Request: All lines from the one with "Where can you see the bird's right" to the end need to be copied exactly, with nothing before them.

Excerpted records:
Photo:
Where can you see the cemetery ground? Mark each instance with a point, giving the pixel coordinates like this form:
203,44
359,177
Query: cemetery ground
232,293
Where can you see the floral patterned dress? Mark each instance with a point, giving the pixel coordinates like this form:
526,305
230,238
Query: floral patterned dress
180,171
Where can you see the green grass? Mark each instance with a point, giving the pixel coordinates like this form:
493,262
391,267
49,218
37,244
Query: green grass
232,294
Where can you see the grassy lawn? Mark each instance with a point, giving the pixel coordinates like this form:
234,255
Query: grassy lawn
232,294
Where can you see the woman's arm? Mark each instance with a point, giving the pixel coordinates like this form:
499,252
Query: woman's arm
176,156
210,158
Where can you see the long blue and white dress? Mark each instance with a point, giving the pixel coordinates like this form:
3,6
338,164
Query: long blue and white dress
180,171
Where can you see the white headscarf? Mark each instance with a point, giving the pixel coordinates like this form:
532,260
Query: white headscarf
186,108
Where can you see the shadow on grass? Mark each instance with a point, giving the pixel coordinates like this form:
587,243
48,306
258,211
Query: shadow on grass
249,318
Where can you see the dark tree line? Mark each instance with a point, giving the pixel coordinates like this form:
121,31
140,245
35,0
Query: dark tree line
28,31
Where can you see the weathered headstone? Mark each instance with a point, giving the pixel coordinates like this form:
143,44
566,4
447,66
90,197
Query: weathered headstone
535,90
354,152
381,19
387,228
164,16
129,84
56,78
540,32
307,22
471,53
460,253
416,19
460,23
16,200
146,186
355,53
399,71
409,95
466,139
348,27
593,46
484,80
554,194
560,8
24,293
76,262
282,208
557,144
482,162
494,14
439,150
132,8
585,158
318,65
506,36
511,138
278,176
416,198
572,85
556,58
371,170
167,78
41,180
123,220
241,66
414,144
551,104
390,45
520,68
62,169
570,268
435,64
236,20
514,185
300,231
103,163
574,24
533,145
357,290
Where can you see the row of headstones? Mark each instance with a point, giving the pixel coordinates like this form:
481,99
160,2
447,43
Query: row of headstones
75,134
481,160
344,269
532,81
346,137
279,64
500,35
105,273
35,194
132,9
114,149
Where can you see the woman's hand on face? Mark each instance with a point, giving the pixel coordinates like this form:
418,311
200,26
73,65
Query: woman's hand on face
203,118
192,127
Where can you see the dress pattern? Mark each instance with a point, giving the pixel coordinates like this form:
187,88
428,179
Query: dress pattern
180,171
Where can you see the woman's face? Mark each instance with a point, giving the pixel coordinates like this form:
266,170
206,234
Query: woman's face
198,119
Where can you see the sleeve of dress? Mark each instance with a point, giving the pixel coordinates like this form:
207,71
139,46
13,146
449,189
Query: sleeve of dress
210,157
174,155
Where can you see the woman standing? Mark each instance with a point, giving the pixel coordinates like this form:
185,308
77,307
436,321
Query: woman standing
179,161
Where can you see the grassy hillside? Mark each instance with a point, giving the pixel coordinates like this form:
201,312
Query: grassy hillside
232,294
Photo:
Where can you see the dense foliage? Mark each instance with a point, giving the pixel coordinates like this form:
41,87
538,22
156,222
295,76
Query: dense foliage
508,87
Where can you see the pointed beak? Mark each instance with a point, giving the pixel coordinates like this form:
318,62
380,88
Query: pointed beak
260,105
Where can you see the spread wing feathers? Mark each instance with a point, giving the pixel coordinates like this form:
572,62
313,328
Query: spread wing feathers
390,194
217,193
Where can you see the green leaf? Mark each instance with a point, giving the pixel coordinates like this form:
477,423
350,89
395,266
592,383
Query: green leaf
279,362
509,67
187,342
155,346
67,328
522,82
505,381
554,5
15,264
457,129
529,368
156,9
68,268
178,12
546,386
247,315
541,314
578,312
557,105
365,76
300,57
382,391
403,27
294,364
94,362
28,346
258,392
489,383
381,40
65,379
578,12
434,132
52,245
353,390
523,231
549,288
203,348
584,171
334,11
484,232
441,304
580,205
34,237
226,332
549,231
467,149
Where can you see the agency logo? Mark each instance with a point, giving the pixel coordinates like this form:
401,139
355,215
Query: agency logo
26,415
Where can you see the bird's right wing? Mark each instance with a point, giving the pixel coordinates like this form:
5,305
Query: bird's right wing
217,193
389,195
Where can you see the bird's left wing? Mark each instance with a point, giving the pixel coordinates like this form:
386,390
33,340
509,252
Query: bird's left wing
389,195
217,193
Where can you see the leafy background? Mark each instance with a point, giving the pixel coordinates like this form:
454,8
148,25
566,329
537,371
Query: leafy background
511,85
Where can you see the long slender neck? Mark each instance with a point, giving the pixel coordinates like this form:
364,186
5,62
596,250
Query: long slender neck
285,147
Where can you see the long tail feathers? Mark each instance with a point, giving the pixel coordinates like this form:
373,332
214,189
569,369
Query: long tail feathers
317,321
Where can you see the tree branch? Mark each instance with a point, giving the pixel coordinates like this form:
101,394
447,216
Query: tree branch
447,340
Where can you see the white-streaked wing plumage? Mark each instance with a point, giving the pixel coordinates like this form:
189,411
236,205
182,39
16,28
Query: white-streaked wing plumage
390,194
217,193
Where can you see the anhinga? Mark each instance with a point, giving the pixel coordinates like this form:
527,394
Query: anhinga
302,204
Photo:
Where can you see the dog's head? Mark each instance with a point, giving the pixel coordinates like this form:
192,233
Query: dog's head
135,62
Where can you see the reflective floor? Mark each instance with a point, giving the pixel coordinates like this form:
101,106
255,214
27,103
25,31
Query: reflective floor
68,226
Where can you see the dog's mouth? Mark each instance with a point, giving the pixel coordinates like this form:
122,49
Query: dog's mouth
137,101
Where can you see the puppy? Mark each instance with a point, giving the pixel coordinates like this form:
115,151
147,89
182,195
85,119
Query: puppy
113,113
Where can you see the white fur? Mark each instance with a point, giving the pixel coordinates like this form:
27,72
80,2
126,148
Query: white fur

Solution for this problem:
Where can you see the bird's right wing? Mark each instance with a point, giving the pixel coordinates like this form:
5,305
Query: bird's right wing
217,193
389,195
Where can you see the bird's left wing? Mark each instance with a point, giving the pixel coordinates like this form:
386,390
33,340
509,252
Query: bird's left wing
389,195
217,193
Where can you see the leafy background? Mark each instance with a point, giving the pixel coordinates like this form:
454,8
148,25
566,329
537,371
Query: leafy background
511,85
Where can you see the long slender neck? Mark each instance with a point, giving the pixel coordinates like this form:
364,186
5,62
596,250
Query: long slender neck
285,147
Where can you see the long tail feathers? Mark each instance with a point, giving the pixel coordinates like this form:
373,332
214,189
569,369
Query: long tail feathers
317,321
Where can you see the tree branch? Mark each instance with a point, giving the pixel coordinates like this form:
101,394
447,216
Query: tree branch
447,340
Where can you see the white-streaked wing plumage? Mark each instance with a point, giving the pixel coordinates like this form:
189,411
236,205
182,39
16,28
Query: white-streaked wing plumage
390,194
217,193
Where can you see the anhinga? Mark each instance with a point, giving the pixel coordinates like this form:
527,394
Query: anhinga
302,204
Photo:
Where can you see the dog's head? Mark each instance with a point, giving the pixel coordinates like this form:
192,233
Query: dog's head
135,62
Where can you see the reflective floor? Mark each instance with a point, giving the pixel coordinates like this form:
101,106
255,214
27,103
25,31
Query: reflective floor
68,226
Where can you see the dog's mouth? Mark each instance with a point, giving the pixel coordinates like this form:
122,49
Query: dog's mouth
137,101
Where can you see the puppy? Mark each instance with a point, giving the pixel coordinates like this form:
115,151
147,89
182,195
85,119
Query: puppy
113,113
Where can you see the white fur? Mark each instance with a point, giving the pixel coordinates like this form:
27,72
80,2
126,148
Query: white fur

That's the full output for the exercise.